##### Text segment
1. You cannot save the world. Jesus already did that.

Man, do I struggle with this one. Sometimes I try to save people instead of pointing them to the Savior. Yes, it breaks my heart to see people sad, lonely or afraid. But Jesus never promised this life would be easy. He promised to overcome it. “Take heart, in this world you will have trouble. But I have overcome the world…” (John 16:33) I am not big enough or strong enough to take on all the world’s problems, but my God is.

2. You cannot please everyone. Be a God-pleaser, not a people-pleaser.

I, Alli Owen, am a people pleaser. This is otherwise known as the “make-everybody-happy disease.” The thing is, we cannot please everyone. There will always be someone who disagrees, and that’s OK. That’s why God gave us free will! But I do know that if you spend your life trying to make everybody happy, you never will be. Carl Lentz (an awesome preacher) said “at the end of the day, I seek to please an audience of one. God.” And that’s the only opinion that matters.

3. “Do not be anxious about anything…” (Philippians 4:6-7)
##########
##### Extracted information
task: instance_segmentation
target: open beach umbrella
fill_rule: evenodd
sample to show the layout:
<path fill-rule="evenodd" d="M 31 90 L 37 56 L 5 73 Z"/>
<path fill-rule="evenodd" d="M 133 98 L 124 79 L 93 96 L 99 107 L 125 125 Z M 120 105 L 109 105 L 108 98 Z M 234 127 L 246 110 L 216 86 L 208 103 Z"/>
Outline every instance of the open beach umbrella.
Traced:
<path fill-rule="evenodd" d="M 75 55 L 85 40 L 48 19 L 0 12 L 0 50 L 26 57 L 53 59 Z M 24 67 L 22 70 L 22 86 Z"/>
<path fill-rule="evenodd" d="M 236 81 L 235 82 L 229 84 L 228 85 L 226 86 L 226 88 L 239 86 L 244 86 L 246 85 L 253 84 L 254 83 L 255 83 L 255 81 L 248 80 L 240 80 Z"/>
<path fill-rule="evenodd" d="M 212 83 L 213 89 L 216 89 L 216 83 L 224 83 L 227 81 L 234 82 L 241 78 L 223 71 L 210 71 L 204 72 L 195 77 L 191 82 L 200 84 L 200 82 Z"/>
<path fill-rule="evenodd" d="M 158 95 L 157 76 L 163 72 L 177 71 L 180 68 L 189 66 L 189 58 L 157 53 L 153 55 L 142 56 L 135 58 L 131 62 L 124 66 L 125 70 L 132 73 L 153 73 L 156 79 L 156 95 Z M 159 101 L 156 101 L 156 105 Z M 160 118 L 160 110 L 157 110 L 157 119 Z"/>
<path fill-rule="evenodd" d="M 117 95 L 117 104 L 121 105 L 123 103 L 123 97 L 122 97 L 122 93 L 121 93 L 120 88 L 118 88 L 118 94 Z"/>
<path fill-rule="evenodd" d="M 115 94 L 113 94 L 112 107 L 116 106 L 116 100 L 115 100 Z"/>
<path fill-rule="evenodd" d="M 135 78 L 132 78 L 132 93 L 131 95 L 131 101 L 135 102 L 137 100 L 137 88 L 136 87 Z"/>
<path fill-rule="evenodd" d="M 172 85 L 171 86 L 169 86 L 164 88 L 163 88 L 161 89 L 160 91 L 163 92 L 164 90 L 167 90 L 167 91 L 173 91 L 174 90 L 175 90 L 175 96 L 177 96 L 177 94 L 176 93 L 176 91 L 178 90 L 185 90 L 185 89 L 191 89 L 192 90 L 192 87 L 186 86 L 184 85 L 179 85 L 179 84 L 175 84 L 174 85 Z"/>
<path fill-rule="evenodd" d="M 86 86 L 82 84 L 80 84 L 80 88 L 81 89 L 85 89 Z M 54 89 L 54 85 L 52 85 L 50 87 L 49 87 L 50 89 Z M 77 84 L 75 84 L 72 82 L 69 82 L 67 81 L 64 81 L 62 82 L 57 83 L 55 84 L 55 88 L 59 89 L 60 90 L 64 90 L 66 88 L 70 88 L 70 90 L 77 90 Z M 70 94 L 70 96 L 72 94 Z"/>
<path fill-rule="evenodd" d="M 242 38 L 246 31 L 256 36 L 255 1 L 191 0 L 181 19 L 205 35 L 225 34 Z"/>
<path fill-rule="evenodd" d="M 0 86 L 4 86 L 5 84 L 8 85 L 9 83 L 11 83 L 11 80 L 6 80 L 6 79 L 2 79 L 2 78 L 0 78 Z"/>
##########
__Required tasks__
- a) In the faith text, why does the writer say you shouldn't spend your life trying to make everybody happy? Answer in one to three sentences.
- b) Please rewrite everything from "1. You cannot" down to "but my God is." in the faith text, replacing "Savior" with "Lord".

__Answers to the problems__
- a) Someone will always disagree, so no one can please everyone. If you spend your life trying to make everybody happy, you never will be happy yourself.

- b)
1. You cannot save the world. Jesus already did that.

Man, do I struggle with this one. Sometimes I try to save people instead of pointing them to the Lord. Yes, it breaks my heart to see people sad, lonely or afraid. But Jesus never promised this life would be easy. He promised to overcome it. “Take heart, in this world you will have trouble. But I have overcome the world…” (John 16:33) I am not big enough or strong enough to take on all the world’s problems, but my God is.